◆ Things to do:
[1] Gather every row that contains the string "wrapped" and copy each one out in full.
[2] Carry on the comment thread about poetry past its last line.

◆ Text shown:
☆ ☆ ☆ ☆ ☆
Yes, I cautioned students about their slim chances for success in a piece that apotheosized a door knob. (I also said, if you’re convinced and determined, go ahead and try. Who knows?).  

On the flip side, I’ve said two of the very best poems in the English language are Roethke’s “The Waking” and Eliot’s “The Love Song of J. Alfred Prufrock.”  To my ear and mind, both are elevated and musically hypnotic, both respond to your desire for “systematic repetition of rhythms and sounds, as well as an elevated (or condensed) diction that would not be appropriate for prose or speech,” and both address subjects almost everyone would find elevated and appropriate for poetry.  

So I think it’s risky to say that only certain kinds of elevated language and subject matter are suitable for poetry, especially from about 1900 onward, into the major democratization we’ve seen in literature. Surely hate-mongering, bigotry, bullying, cheering for battlefield gore, and some other “ideas” aren’t likely to make worthwhile poems; otherwise we might attribute to Hitler’s “hypnotic” oratory the label of great poetry.

You’ve heard my unease (euphemism noted) about too many weeds in the journal-gardens out there, so I doubt we’re too far apart. But I’ve been moved and provoked into deeper thought by some poems that I initially heard as prosaic and simplistic, so I can’t pretend a complete agreement with you. We’d probably need to compare specific poems, or even specific passages, lines and images, to see just how near or far apart we are. But I thank you for elevating the discussion here.  I hope others are drawn in . . .
Redwing, Meditating, Kensington, 9/16/12

Favorite SOA poet: Robert Frost. Favorite SOA poem: Home Burial.

Banjo, there is a lot to digest here. I fear I have to do it in increments... like good poetry, your posts aren't prose. Pure poetry...
September 12, 2012 12:09 AM


BRENDA – Thanks for the compliment. I did worry about length here, both Hudgins’ and my own, but if you’re offering that I’m not a pretentious windbag, just too richly lyrical and profound to be digested quickly . . . should I decline in favor of modes posturing? Hudgins?  Hudgins who?  (But, Brenda, I do hope you return for more bites).

I like the concept: that of Praying Drunk; my favorite part being the paragraph about the sin of despair. Maybe we've all been there? I know I have. Other than that, I can't say I am going to be a huge fan. That is to say, I don't feel compelled to track down more work by this author so as to gobble it up.

Loved the photos though; the selections, subjects, order of appearance. Especially the monks and the 2 church images. The images always enhance your posts!

Mid-September, SE Michigan



STICKUP -  Thanks for the support on the photos. I still never sure I know what I’m doing, or what makes a photograph good, but I’ll admit I do like some of my own. And yes, I wonder how many of us even think of despair as a sin. Doesn’t that idea deserve a pause, some consideration, hard-nosed though it is?

As for Hudgins, I say again, we can’t all love all the authors, photographers, painters we’re supposed to. That would be like lying down for the Uncle Billy mentioned above.  I’ve always thought a fun—or serious—game is to ask oneself, “Can I have a lasting friendship or romantic relationship someone who adores _________?”  (In my case, it might be Milton. Or Dryden.).  That may sound extreme and self-important, but think about it. Could I love a head-banger, or vice versa? Could I get married in a mosh pit?

11 comments:

  1. I much preferred your riff conjuring Uncle Billy on the steel strings to that 11-year old wunderkind, who was not dropping beats so much as sounds (btw have you heard Kurt Elling's scat-take (as opposed to spit-take) on "The Waking"?).
☆ ☆ ☆ ☆ ☆
◆ Items:
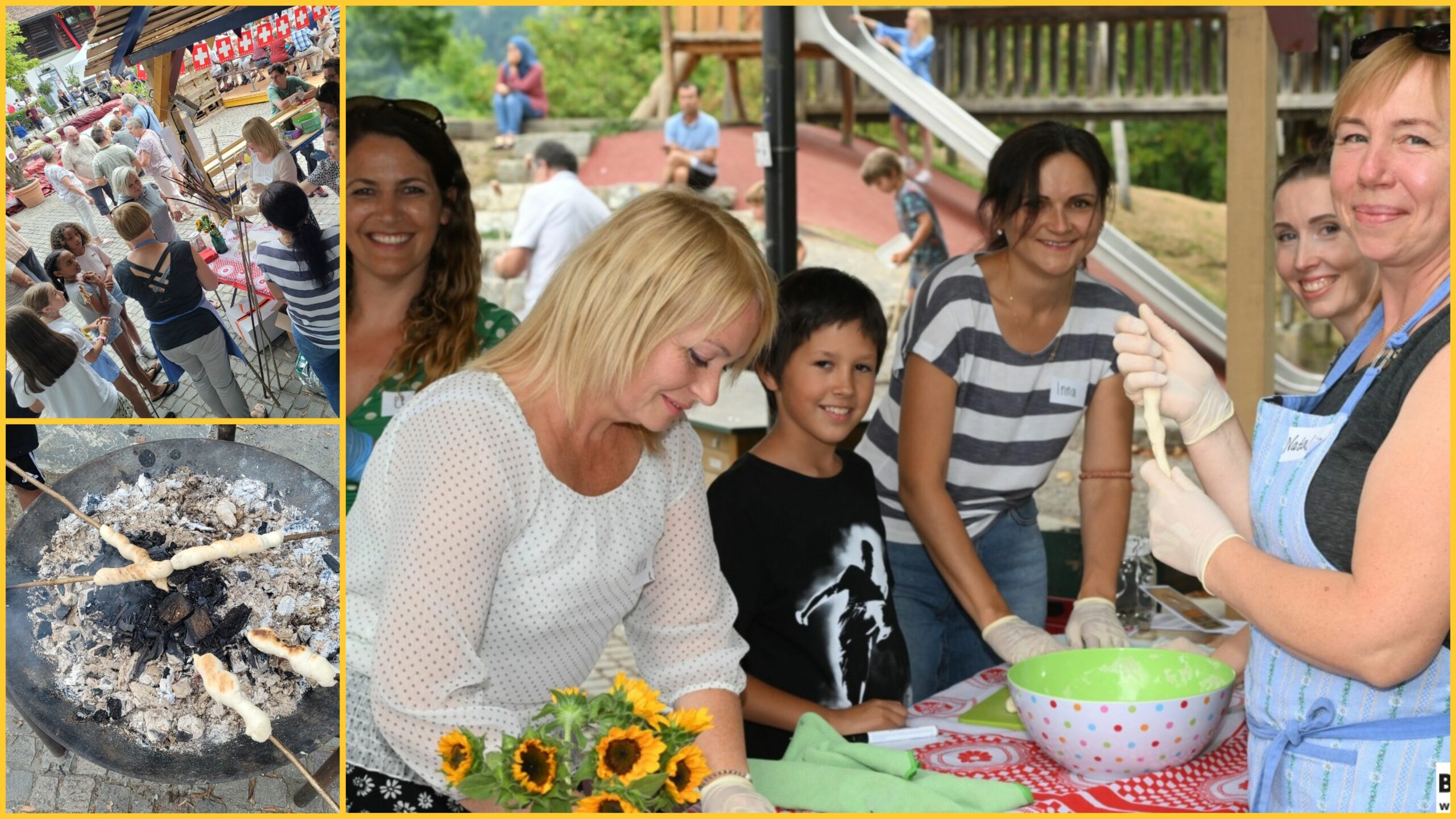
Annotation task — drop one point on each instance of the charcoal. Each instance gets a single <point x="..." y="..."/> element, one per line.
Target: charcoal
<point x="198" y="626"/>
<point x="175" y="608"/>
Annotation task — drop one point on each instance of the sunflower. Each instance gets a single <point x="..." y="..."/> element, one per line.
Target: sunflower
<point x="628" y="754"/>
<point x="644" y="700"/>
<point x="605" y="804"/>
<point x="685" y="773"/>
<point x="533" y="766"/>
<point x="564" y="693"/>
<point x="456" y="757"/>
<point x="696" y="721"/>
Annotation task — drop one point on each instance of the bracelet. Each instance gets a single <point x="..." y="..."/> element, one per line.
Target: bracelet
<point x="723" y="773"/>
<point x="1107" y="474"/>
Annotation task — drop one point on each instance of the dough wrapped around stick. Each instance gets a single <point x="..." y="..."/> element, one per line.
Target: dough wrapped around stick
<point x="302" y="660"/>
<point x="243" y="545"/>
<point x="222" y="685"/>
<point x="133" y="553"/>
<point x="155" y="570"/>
☆ ☆ ☆ ☆ ☆
◆ Task-by-task outputs:
[1]
Annotation task — drop one point on each instance of the dough wrapped around stick. Each instance gets a single <point x="..." y="..."/> element, one per line.
Target: dough wrapped around stick

[2]
    I’m not sure I like you comparing my praise for hypnotic poetry to Hitler’s speeches. Wouldn’t his appropriation of poetry be part of this so-called post-1900 “democratization of literature”? What is that anyway, the equal right for everybody to pay exorbitant admission fees?

    I agree that looking at specific poems could get us closer to agreeing or disagreeing. Off the top of my head, I can think of two poems on traumatic childhood memories written in the plain, contemporary style that offer contrasting approaches regarding the musical sense of words. “A Smile to Remember” by Charles Bukowski I'd offer up as an example of how painful memories can be rendered with a control of effect and a rhythm of music that differentiates it from prose, and connects it to what is being expressed, a great longing that can never be quenched:

    we had goldfish and they circled around and around
    in the bowl on the table near the heavy drapes
    covering the picture window and
    my mother, always smiling, wanting us all
    to be happy, told me, 'be happy Henry!'
    and she was right: it's better to be happy if you
    can
    but my father continued to beat her and me several times a week while
    raging inside his 6-foot-two frame because he couldn't
    understand what was attacking him from within.

    my mother, poor fish,
    wanting to be happy, beaten two or three times a
    week, telling me to be happy: 'Henry, smile!
    why don't you ever smile?'

    and then she would smile, to show me how, and it was the
    saddest smile I ever saw

    one day the goldfish died, all five of them,
    they floated on the water, on their sides, their
    eyes still open,
    and when my father got home he threw them to the cat
    there on the kitchen floor and we watched as my mother
    smiled.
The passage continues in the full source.